-------- SUPPLIED TEXT

LOS ANGELES--The director of the film that has sparked protests in the Middle East is "upset" at the death of the U.S. envoy to Libya and has gone into hiding, fearing for his life, a colleague said Wednesday.

Steve Klein, a consultant on the low-budget "Innocence of Muslims," told AFP that Sam Bacile — not the filmmaker's real name — initially called the movie "The Innocence of Bin Laden" and hoped it would convert militant Muslims.

The film was only shown in full once in Hollywood about three months ago and drew no attention, Klein said, voicing shock at the eruption of violence this week, including anti-U.S. protests in Egypt, Libya and Tunisia.

"He's very upset that the ambassador got murdered," he said, referring to U.S. ambassador to Libya Chris Stevens, who died along with three other Americans after protests at the U.S. consulate in Benghazi.

Bacile "melted, he fell apart" when told about Stevens' death, added Klein, saying he had spoken to the filmmaker by phone earlier in the day. Bacile is also concerned about family members in Egypt, he said.

"They're underground too, in hiding, added Klein, one of 15 people behind the film project.

U.S. President Barack Obama quickly ordered increased security at U.S. diplomatic missions around the world after the deadly protests Tuesday, which coincided with the anniversary of the September 11 attacks in the United States.

----------------

• [EXERCISE]: Return the passage of the news report on the film director that opens with the words containing "LOS ANGELES--The director" and closes with "Libya and Tunisia.", copied without any change. The rows that follow were drawn from a separate source, not from the news report.

-------- SUPPLIED ENTRIES

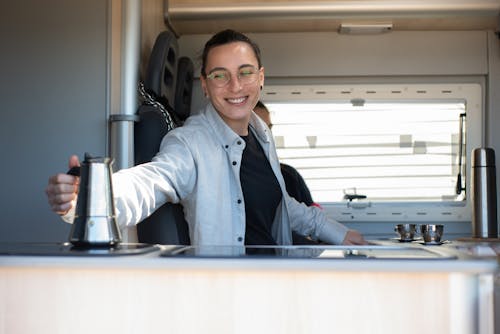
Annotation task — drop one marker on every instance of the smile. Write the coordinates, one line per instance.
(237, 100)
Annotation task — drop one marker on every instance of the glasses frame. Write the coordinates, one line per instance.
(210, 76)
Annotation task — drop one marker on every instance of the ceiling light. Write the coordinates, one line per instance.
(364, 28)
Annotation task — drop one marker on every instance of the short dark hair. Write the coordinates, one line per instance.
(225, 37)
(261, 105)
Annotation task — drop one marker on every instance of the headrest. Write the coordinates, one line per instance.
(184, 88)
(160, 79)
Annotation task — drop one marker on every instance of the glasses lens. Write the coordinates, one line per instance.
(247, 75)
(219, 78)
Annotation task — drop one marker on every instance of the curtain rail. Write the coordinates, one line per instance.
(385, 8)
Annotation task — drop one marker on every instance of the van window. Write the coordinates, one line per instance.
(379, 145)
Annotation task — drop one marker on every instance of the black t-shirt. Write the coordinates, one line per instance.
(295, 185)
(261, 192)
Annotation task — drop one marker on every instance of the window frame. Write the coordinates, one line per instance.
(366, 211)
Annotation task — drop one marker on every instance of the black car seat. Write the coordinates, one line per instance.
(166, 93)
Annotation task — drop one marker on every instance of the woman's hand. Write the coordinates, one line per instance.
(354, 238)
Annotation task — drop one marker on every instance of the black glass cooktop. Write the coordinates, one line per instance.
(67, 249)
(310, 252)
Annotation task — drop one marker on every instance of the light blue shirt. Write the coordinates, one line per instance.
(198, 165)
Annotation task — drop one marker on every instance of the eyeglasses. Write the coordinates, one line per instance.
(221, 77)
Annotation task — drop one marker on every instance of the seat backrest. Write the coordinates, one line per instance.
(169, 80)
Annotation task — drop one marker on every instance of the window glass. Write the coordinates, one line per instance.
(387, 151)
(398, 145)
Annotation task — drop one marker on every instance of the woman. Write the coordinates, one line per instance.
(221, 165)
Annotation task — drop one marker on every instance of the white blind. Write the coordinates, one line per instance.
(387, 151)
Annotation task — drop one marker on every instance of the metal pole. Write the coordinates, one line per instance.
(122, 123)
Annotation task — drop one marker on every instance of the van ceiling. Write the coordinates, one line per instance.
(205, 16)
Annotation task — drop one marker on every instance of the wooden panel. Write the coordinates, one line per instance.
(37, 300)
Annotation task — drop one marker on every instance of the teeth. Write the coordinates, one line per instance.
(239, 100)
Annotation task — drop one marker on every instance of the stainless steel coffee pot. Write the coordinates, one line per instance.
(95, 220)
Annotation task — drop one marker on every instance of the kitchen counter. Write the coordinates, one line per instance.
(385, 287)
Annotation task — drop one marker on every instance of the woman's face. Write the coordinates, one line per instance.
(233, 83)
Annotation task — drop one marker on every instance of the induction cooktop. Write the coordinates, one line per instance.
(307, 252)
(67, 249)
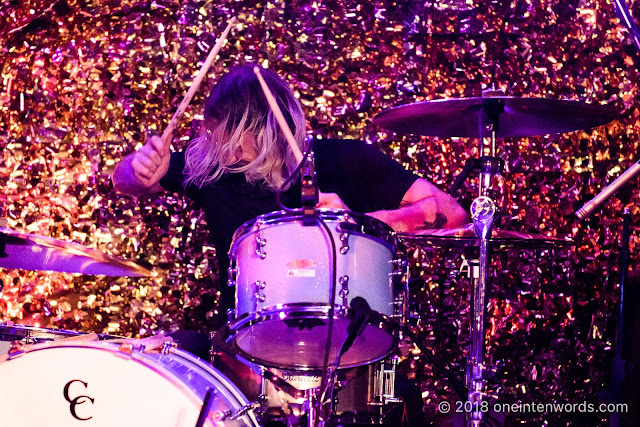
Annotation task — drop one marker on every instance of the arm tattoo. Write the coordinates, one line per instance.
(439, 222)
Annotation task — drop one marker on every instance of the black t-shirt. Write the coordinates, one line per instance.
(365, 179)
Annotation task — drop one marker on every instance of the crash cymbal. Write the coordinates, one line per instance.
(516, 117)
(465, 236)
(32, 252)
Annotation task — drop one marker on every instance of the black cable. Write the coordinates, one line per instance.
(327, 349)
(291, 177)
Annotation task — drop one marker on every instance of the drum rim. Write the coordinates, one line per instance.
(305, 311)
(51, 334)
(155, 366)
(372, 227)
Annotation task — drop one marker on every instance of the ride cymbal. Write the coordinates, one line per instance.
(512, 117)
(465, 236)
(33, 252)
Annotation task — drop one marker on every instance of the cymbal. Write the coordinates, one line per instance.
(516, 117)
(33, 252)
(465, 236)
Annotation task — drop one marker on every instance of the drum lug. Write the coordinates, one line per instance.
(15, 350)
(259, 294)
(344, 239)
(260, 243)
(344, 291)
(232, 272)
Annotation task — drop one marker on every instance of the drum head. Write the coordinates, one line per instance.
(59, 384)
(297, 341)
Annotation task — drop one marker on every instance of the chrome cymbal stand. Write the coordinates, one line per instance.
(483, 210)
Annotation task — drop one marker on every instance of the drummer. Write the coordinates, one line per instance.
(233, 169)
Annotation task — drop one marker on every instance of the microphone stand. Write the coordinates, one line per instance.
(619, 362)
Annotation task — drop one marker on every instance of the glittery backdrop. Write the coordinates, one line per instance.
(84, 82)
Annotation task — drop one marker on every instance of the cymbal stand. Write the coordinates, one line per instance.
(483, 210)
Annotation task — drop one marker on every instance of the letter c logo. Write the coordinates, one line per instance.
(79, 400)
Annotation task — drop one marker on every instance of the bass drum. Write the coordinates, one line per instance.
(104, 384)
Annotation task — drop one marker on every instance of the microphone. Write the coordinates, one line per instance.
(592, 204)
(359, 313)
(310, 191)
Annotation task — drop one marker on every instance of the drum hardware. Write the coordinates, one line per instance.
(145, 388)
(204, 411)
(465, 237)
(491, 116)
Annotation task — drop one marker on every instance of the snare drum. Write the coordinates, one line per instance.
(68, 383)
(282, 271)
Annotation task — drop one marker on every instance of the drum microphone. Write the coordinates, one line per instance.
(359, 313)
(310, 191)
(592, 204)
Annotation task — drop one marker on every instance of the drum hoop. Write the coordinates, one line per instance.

----------------

• [OUTPUT]:
LOS ANGELES--The director of the film that has sparked protests in the Middle East is "upset" at the death of the U.S. envoy to Libya and has gone into hiding, fearing for his life, a colleague said Wednesday.

Steve Klein, a consultant on the low-budget "Innocence of Muslims," told AFP that Sam Bacile — not the filmmaker's real name — initially called the movie "The Innocence of Bin Laden" and hoped it would convert militant Muslims.

The film was only shown in full once in Hollywood about three months ago and drew no attention, Klein said, voicing shock at the eruption of violence this week, including anti-U.S. protests in Egypt, Libya and Tunisia.